* **WHAT NEEDS TO BE DONE**:
From the line containing "Target: woman's arm" through the last line of the records, print every line exactly and nothing more.

* **RECORDS TO PROCESS**:
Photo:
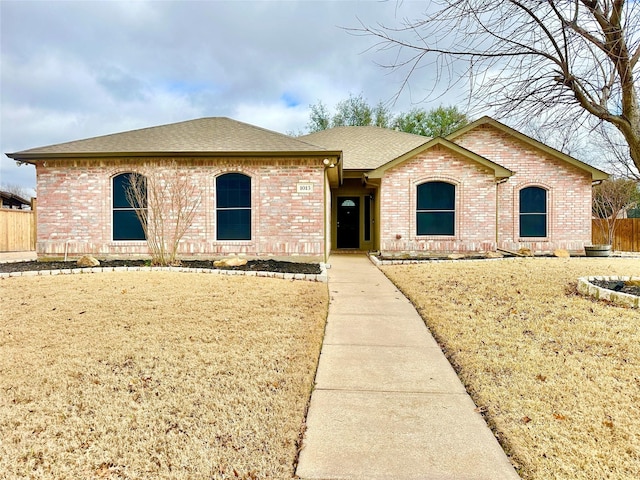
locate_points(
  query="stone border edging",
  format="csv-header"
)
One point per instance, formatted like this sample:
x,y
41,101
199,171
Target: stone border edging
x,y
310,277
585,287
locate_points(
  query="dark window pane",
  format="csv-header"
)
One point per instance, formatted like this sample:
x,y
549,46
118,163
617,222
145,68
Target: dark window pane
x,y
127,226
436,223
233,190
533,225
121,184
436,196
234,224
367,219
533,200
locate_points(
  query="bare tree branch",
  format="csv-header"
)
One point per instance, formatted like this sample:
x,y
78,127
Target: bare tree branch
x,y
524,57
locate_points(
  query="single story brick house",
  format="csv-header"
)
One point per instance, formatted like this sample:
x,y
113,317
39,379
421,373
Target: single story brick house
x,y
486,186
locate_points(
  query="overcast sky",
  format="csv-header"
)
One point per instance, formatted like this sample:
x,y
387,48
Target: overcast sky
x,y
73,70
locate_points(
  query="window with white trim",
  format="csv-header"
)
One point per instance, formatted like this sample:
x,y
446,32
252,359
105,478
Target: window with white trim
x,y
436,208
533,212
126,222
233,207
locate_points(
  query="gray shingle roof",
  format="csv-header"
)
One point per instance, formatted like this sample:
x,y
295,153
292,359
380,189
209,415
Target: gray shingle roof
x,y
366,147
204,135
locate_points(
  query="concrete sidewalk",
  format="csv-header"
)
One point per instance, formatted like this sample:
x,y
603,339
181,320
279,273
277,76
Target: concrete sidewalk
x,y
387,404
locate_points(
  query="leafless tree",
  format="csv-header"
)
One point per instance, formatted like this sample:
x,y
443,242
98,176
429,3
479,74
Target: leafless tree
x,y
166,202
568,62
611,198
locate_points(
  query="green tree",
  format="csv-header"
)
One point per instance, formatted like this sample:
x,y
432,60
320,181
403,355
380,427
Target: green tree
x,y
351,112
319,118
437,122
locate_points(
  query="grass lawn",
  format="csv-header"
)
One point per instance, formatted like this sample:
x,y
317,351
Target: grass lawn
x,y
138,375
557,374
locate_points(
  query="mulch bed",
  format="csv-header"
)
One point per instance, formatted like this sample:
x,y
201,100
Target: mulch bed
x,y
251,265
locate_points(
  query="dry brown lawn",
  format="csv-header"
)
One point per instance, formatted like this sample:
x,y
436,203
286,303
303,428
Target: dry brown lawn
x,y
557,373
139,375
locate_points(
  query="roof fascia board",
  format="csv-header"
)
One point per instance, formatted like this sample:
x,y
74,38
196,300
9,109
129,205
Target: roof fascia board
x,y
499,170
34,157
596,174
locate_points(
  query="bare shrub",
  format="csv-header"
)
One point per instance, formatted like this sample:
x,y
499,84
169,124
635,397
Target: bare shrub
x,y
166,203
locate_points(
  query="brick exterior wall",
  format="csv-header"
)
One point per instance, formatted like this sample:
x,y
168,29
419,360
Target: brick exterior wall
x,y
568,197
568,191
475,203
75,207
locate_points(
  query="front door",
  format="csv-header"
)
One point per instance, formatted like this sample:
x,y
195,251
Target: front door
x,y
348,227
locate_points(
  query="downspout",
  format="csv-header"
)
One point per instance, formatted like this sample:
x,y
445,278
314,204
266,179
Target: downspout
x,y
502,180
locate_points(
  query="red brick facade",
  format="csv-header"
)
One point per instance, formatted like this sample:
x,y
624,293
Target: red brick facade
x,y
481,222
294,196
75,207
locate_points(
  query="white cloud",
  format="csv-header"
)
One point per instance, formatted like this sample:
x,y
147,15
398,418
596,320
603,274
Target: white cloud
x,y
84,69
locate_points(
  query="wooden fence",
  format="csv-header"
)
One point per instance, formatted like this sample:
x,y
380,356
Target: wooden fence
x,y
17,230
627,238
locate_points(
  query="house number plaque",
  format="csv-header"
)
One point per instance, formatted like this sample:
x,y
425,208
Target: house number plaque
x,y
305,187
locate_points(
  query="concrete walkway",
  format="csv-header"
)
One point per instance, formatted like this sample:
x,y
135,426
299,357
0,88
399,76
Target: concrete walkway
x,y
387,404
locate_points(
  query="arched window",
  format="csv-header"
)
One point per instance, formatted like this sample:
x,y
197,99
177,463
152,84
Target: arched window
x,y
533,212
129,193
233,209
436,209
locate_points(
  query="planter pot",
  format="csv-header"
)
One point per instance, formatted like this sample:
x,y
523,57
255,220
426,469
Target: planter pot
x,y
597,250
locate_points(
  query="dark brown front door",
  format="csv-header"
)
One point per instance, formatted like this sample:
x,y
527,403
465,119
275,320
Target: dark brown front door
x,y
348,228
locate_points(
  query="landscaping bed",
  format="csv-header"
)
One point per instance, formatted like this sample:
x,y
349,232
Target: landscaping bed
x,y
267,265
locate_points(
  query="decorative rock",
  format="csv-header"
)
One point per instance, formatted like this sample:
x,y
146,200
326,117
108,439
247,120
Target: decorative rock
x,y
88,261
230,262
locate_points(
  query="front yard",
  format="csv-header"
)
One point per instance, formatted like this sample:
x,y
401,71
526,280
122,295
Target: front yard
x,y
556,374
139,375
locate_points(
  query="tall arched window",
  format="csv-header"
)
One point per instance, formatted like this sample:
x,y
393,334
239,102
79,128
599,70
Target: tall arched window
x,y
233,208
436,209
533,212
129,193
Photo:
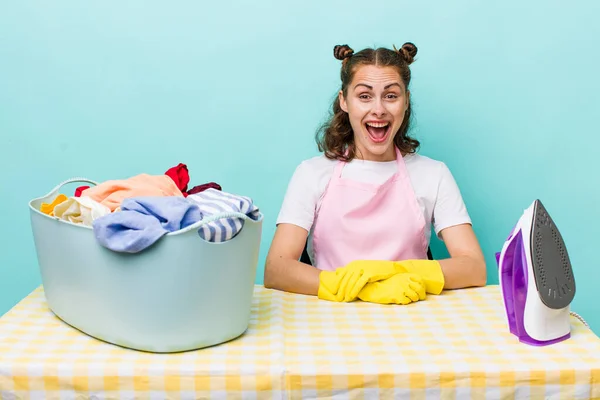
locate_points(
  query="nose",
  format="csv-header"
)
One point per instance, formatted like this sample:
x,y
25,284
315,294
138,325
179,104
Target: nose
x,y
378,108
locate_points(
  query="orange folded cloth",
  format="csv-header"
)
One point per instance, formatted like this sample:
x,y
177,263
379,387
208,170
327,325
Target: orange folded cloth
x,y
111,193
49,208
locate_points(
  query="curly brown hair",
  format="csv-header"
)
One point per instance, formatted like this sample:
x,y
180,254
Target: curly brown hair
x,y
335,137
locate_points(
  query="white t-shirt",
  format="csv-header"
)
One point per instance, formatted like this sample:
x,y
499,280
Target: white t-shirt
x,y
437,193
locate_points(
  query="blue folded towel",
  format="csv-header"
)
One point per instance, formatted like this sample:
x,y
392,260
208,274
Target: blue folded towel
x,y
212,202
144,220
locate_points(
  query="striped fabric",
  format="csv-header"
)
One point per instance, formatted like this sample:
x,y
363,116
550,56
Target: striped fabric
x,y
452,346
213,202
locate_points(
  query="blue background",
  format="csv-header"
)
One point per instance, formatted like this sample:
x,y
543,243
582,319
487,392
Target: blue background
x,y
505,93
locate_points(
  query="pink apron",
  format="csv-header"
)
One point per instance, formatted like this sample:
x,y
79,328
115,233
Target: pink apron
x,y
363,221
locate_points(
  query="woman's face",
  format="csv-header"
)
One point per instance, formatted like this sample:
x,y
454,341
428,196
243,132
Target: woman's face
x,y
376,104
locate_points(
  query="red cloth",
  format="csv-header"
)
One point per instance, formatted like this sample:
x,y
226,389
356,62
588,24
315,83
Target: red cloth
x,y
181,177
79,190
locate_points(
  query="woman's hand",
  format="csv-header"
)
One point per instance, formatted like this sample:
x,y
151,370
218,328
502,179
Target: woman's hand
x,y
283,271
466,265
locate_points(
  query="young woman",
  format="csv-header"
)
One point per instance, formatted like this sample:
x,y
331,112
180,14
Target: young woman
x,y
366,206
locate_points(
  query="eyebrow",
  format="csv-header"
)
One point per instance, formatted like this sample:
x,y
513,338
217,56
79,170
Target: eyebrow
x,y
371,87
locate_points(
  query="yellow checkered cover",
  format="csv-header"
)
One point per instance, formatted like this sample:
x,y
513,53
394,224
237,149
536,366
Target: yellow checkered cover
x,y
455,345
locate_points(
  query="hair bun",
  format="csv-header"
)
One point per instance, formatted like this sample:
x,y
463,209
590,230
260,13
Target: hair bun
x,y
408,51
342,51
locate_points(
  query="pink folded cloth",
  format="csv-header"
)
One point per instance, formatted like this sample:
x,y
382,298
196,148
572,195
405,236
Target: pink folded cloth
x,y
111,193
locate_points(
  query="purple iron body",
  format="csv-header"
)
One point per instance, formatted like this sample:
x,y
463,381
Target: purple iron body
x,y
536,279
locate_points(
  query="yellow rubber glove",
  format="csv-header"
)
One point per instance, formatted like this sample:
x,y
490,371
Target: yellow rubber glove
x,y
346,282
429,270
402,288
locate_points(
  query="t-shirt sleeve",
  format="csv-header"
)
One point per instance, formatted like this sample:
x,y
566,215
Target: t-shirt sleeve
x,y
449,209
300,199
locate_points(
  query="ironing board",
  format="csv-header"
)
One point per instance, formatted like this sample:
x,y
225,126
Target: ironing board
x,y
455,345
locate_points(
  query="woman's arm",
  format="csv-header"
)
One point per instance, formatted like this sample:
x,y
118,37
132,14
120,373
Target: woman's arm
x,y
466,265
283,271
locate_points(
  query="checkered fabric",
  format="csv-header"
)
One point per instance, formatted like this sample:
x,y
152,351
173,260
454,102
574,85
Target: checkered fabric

* **SOLVED PROBLEM**:
Target: woman's arm
x,y
466,265
283,271
locate_points(
  query="checkered fabric",
  format="csv-header"
)
One point per instance, formatted like this sample:
x,y
152,351
173,260
454,102
574,85
Target: checkered fabric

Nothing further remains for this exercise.